Segment Start: Supplied data
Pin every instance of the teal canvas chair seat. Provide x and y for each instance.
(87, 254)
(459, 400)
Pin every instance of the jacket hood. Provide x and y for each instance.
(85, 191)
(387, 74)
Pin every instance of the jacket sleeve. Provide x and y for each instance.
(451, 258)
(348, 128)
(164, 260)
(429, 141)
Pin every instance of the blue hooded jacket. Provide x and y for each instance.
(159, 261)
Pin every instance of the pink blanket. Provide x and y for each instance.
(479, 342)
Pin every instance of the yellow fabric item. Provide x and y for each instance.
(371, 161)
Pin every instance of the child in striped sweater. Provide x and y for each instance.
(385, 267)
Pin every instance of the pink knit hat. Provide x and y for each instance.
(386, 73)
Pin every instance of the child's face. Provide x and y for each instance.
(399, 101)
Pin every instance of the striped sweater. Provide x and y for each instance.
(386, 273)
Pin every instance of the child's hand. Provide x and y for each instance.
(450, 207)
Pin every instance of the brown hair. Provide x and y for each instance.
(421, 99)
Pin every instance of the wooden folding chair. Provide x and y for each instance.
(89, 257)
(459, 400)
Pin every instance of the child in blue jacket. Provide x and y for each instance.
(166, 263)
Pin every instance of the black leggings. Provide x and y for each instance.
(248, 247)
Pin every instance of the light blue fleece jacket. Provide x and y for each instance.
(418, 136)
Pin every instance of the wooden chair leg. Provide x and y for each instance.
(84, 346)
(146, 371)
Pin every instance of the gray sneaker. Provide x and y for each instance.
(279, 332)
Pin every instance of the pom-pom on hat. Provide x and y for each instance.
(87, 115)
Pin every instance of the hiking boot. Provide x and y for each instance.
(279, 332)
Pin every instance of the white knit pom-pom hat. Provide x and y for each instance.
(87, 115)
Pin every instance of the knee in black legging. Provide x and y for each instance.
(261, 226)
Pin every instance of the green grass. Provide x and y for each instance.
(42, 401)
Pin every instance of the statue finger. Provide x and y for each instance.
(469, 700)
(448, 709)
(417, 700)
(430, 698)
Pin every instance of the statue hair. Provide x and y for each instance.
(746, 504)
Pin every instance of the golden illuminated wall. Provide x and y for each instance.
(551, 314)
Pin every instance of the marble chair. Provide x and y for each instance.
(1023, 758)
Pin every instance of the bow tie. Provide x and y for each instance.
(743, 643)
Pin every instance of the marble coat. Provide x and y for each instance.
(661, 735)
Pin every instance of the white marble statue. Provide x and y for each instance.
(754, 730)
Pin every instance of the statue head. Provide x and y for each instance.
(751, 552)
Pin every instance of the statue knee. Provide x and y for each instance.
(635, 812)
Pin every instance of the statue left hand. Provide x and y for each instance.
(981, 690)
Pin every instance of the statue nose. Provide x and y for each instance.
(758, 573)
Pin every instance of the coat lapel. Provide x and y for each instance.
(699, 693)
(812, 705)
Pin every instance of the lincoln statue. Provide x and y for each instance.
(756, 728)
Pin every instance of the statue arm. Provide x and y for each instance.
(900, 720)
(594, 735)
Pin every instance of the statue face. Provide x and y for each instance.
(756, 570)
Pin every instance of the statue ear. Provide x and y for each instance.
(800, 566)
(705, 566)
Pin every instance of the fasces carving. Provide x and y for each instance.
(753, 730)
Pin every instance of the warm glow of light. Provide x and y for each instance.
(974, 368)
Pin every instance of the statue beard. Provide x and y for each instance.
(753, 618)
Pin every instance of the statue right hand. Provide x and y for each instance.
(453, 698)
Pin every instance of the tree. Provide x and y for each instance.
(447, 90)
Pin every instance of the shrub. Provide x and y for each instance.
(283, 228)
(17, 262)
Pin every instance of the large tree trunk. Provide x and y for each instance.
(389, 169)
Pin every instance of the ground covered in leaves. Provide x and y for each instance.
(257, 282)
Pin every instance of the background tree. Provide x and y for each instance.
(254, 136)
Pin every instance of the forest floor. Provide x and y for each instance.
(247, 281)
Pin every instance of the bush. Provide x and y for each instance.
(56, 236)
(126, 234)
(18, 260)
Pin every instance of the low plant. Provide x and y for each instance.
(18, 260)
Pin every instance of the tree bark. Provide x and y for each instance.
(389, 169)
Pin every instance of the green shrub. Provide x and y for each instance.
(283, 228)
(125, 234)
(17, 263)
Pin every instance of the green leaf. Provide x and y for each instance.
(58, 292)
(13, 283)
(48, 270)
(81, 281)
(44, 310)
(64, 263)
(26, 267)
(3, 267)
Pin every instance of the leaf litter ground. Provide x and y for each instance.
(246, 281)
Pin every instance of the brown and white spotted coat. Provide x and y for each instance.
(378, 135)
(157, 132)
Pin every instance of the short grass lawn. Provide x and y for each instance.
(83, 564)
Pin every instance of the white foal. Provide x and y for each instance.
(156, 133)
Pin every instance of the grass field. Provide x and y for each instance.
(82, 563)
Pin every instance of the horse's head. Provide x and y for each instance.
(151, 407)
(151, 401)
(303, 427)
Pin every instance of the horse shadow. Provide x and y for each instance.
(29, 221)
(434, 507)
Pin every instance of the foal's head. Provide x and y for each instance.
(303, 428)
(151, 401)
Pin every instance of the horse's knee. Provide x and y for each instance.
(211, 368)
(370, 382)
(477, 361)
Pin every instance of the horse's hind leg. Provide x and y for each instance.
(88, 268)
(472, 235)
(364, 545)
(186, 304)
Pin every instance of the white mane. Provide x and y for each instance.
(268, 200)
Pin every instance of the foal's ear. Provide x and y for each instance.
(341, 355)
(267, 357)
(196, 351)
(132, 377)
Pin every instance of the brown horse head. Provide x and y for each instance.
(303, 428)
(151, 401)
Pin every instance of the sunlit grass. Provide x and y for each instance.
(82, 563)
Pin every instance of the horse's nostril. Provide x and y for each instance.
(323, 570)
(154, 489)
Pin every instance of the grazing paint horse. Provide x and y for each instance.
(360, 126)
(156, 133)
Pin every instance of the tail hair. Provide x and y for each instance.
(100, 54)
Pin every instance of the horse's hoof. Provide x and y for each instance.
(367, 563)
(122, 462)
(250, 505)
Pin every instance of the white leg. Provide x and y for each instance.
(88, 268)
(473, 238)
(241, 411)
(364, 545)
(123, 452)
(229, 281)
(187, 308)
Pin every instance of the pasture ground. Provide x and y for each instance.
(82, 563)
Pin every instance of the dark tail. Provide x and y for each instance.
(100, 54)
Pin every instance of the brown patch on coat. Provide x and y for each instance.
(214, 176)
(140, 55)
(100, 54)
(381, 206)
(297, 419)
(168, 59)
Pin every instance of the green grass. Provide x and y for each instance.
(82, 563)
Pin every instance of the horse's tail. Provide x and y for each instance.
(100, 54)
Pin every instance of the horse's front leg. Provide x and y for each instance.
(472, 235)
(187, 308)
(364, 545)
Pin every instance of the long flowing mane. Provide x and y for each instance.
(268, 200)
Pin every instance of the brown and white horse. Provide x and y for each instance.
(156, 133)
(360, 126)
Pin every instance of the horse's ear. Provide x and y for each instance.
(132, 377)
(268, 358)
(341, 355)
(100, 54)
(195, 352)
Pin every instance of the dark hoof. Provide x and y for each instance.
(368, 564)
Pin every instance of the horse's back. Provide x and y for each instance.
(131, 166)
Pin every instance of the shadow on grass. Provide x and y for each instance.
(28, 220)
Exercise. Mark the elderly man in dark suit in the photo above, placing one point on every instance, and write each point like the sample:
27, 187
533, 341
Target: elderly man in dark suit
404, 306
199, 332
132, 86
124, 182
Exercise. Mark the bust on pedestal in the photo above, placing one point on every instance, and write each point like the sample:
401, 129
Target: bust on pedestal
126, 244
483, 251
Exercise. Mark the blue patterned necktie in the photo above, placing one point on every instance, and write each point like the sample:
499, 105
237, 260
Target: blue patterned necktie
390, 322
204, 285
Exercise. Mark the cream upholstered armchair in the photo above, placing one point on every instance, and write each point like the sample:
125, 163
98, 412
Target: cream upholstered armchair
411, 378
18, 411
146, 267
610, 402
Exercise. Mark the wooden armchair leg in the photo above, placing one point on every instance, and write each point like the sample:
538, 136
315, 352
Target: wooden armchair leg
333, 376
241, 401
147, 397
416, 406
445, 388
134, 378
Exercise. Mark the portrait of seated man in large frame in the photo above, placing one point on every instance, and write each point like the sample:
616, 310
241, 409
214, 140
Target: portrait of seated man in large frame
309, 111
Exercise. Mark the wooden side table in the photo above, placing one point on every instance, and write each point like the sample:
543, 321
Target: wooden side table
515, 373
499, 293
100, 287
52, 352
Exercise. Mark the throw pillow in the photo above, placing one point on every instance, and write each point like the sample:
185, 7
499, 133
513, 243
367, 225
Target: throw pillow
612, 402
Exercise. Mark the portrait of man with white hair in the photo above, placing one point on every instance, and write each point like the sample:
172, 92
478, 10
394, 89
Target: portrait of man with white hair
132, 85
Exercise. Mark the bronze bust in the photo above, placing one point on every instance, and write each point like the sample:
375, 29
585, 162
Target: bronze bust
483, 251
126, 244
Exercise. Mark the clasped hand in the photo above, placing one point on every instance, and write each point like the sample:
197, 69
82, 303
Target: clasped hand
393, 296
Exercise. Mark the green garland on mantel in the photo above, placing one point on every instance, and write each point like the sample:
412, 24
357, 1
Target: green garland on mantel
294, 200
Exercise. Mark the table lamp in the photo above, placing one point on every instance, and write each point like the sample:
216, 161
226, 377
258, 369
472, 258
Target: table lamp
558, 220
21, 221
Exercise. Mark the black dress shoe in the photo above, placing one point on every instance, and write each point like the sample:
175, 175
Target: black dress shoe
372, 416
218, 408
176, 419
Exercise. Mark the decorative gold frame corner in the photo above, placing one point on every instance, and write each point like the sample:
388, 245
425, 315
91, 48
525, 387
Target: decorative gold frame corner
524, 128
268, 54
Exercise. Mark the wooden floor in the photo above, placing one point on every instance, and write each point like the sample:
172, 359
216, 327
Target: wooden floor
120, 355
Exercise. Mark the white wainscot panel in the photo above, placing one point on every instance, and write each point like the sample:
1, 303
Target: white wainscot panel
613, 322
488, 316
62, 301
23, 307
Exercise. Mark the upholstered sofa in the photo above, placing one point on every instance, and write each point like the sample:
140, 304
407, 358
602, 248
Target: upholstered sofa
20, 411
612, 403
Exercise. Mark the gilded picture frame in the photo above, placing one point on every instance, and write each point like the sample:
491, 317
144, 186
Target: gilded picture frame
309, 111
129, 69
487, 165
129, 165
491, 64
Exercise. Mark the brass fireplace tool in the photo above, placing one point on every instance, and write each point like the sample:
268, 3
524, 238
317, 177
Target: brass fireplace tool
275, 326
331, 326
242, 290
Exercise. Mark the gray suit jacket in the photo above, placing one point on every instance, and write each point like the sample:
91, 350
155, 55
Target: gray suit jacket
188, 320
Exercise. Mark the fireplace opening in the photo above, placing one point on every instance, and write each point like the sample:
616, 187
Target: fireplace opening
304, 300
Segment End: Supplied data
## What the task asks
Starting with the line that contains "Target: wooden floor", write out each line through the end of the listing, exactly as it appears, and include nothing else.

## Response to the exercise
Target: wooden floor
120, 355
Exercise. Mark the white wainscot panel in the photo above, placing one point on every instance, and write each point like the sample:
1, 303
Target: white wainscot panel
613, 322
488, 316
62, 301
23, 307
Exercise. Mark the upholstered sofa in the photo above, placing one point on every instance, and write each point like the sample:
140, 304
407, 358
602, 248
Target: upholstered sofa
20, 411
612, 403
Exercise. Mark the gilded picture frame in the photo above, placing one point on every instance, and write each point like the sample:
491, 317
144, 186
Target: gilded picture frame
309, 111
129, 69
487, 165
129, 165
491, 64
Exercise. Mark the brass fireplace tool in the photo above, placing one point on every instance, and write each point like the sample:
268, 3
524, 238
317, 177
Target: brass fireplace tool
275, 326
331, 326
242, 290
Exercise. Mark the gray suit jacket in the photo above, placing one point on every instance, and write each point like the sample:
91, 350
155, 55
Target: gray suit jacket
188, 320
Exercise. Mark the fireplace opening in the photo above, placing one point on every instance, and write each point like the sample:
616, 187
Target: fireplace opening
304, 300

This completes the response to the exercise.